**Stored data entries**

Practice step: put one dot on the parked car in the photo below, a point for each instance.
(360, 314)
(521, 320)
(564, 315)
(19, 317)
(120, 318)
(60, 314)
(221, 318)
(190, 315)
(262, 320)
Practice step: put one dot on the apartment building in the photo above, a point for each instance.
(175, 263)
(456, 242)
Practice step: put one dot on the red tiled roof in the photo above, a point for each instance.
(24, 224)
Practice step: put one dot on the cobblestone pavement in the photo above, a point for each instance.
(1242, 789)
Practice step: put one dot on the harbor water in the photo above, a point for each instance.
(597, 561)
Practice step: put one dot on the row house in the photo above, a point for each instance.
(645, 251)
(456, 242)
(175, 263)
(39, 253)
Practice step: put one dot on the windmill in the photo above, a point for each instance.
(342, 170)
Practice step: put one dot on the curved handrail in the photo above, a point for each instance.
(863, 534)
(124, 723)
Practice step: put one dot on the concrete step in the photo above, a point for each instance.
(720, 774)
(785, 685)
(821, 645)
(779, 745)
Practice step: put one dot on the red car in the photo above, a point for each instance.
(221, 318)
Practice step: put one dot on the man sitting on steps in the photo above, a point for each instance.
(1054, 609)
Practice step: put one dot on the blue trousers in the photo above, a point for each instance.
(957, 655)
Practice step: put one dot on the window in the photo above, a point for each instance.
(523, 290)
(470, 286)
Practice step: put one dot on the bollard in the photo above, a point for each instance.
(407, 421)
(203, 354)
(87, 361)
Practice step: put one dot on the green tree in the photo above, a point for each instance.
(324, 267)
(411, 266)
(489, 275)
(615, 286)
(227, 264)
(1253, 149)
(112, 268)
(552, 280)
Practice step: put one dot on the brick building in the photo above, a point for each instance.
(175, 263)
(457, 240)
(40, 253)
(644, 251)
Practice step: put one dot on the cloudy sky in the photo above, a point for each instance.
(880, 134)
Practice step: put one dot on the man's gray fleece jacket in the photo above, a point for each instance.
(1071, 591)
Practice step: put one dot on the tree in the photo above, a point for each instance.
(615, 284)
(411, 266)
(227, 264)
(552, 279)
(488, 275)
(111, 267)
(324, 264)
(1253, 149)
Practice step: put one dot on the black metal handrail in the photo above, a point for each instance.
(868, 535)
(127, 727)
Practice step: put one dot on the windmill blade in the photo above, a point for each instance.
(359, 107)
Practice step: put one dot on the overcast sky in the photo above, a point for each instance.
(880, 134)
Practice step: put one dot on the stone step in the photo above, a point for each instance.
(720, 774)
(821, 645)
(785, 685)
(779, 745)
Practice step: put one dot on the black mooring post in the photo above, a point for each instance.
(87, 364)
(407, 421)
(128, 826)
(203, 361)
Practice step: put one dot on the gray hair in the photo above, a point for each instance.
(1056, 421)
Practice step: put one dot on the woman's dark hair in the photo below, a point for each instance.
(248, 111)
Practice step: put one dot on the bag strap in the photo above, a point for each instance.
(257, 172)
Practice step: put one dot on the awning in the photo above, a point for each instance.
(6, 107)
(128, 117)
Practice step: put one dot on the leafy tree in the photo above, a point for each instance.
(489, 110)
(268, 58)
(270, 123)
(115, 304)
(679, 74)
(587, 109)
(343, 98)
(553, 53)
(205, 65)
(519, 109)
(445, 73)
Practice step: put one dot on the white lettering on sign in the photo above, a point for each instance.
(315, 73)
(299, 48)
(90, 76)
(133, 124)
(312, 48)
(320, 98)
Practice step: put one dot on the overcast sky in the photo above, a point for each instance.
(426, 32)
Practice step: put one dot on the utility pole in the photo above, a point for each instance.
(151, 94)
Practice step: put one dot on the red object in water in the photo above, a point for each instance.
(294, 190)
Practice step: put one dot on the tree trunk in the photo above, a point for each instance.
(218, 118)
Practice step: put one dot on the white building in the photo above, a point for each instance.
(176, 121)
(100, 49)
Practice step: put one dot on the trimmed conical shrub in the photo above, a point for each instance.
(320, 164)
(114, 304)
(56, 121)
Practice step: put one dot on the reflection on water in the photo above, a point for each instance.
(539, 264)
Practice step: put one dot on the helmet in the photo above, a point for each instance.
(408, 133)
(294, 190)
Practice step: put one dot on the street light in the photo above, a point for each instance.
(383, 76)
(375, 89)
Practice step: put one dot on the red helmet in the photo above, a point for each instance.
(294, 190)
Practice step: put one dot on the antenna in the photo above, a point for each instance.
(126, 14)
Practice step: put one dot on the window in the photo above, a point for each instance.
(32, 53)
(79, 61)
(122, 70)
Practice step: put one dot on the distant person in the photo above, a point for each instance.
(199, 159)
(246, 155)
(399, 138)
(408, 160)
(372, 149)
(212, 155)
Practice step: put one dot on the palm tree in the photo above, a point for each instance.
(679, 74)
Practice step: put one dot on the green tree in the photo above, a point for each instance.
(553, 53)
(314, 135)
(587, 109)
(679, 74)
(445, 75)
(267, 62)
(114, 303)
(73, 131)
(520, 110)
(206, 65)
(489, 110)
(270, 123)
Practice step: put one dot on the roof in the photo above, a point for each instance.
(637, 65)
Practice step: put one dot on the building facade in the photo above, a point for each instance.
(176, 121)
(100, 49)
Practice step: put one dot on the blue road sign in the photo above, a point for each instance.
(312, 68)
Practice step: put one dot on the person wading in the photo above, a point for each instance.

**Task description**
The data are to be transcribed in full, exactly as given.

**Exercise result**
Practice step: put one dot on the parked car in the photo below, a point for each instance.
(360, 314)
(521, 320)
(564, 315)
(19, 317)
(120, 318)
(60, 314)
(221, 318)
(190, 315)
(262, 320)
Practice step: put one dot on the apartment building in the photo above, a point for each instance.
(175, 263)
(456, 242)
Practice step: put one dot on the red tiled roof in the photo above, a point for each instance.
(24, 224)
Practice step: put one dot on the cobblestone pavement in the photo above, a point for each instance.
(1242, 789)
Practice step: put one dot on the harbor water in the photo above, a point for each instance.
(597, 561)
Practice step: put one dot on the row house in the photo above, a point for each instance.
(645, 251)
(456, 242)
(175, 263)
(39, 253)
Practice step: put one dot on the windmill in the photo above, a point for each instance.
(342, 170)
Practice step: put one dot on the curved handrail in the photo above, a point for each instance.
(863, 534)
(124, 723)
Practice step: put one dot on the concrete step in the photo above, a point for each instance.
(720, 774)
(785, 685)
(821, 645)
(779, 745)
Practice step: put one dot on the red car in the photo above, a point for each instance.
(221, 318)
Practice step: put one dot on the man sitting on steps in the photo above, a point for each instance.
(1054, 609)
Practice step: put one dot on the blue trousers in the photo above, a point for each instance.
(957, 655)
Practice step: put one dot on the window in the photo above, a point for each instance.
(523, 290)
(470, 286)
Practice step: put one dot on the bollard in the photo above, a point for each instance.
(407, 421)
(203, 354)
(87, 361)
Practice step: put one dot on the green tree in the photo above, a point for each instance.
(324, 267)
(411, 266)
(489, 275)
(615, 286)
(227, 264)
(1253, 149)
(112, 268)
(552, 280)
Practice step: put one dot on the brick building in the photo above, a point for each instance.
(175, 263)
(457, 240)
(40, 253)
(644, 251)
Practice step: put one dot on the cloudy sky in the photo above, a point for each instance.
(880, 134)
Practice step: put one dot on the man's gray fleece jacket in the photo above, a point for each instance.
(1071, 591)
Practice step: put one dot on the tree in the photo above, a point for each instance.
(615, 284)
(411, 266)
(227, 264)
(552, 279)
(488, 275)
(111, 267)
(324, 264)
(1253, 149)
Practice step: put one dot on the black metal handrail in the photo above, a point for each instance.
(868, 535)
(127, 727)
Practice step: put one dot on the windmill blade in the photo above, a point for each instance.
(359, 107)
Practice step: put one dot on the overcast sky in the photo above, a point for each instance.
(880, 134)
Practice step: put one dot on the stone step in the photo above, a point for each instance.
(720, 774)
(821, 645)
(785, 685)
(779, 745)
Practice step: put one dot on the black mooring post in the photo above, a point for each instance.
(87, 364)
(407, 421)
(128, 826)
(203, 361)
Practice step: put one dot on the gray hair in the photo above, a point for each instance.
(1056, 421)
Practice step: put one dot on the woman's dark hair in the photo below, a point for each instance.
(248, 111)
Practice step: put one dot on the bag strap in the photo above, a point for each instance.
(257, 172)
Practice step: put one dot on the awning in the photo above, a point for each instance.
(6, 107)
(128, 117)
Practice step: put one dot on the leafy tree in the photo above, a point for each instance.
(489, 110)
(268, 58)
(270, 123)
(115, 304)
(679, 74)
(587, 109)
(343, 98)
(553, 53)
(205, 65)
(519, 109)
(445, 73)
Practice step: put one dot on the white lettering on sign in the photo above, a point for each instance.
(315, 73)
(299, 48)
(90, 76)
(133, 124)
(312, 48)
(320, 98)
Practice step: put one dot on the overcast sky in the photo above, a point for each instance.
(426, 32)
Practice step: put one dot on the utility pole in the photo above, a point for each instance.
(151, 94)
Practice step: put one dot on the red object in water in the photo above, a point for each instance.
(294, 190)
Practice step: put one dot on the tree trunk in the photo above, a point for each instance.
(218, 118)
Practice step: put one dot on the white building in the photo above, a point for each instance.
(176, 121)
(100, 49)
Practice step: put one dot on the trimmed conical shrub in the photo above, a point for each instance.
(320, 164)
(114, 304)
(56, 121)
Practice step: put one dot on the reflection on water in the photo above, a point for each instance.
(539, 264)
Practice step: put one dot on the helmet in the photo above, a point for each instance.
(408, 133)
(294, 190)
Practice step: put one dot on the street light in the photo above, a point for each instance.
(383, 76)
(375, 89)
Practice step: put one dot on the red helmet in the photo above, a point for each instance.
(294, 190)
Practice step: put one dot on the antenna in the photo above, a point for each instance.
(126, 14)
Practice step: put one dot on the window in the photo above, a point for each instance.
(32, 53)
(79, 61)
(122, 70)
Practice step: put one dot on the distant person in the photo above, a point for each instance.
(199, 159)
(246, 155)
(399, 138)
(408, 160)
(372, 149)
(212, 155)
Practice step: put one dot on the palm tree in the photo above, a point for each instance.
(679, 74)
Practice step: put one dot on the green tree in the photo above, a point for each instance.
(553, 53)
(314, 135)
(587, 109)
(679, 74)
(445, 75)
(267, 62)
(114, 303)
(73, 131)
(520, 110)
(206, 65)
(489, 110)
(270, 123)
Practice step: put one dot on the roof in the photo above, a point for each instance.
(637, 65)
Practice step: put one dot on the building facade in the photo above, a point for each instance.
(176, 121)
(100, 49)
Practice step: put one dot on the blue road sign in the photo above, a point for each instance.
(312, 68)
Practice step: put one dot on the person wading in the photo above, a point for each instance.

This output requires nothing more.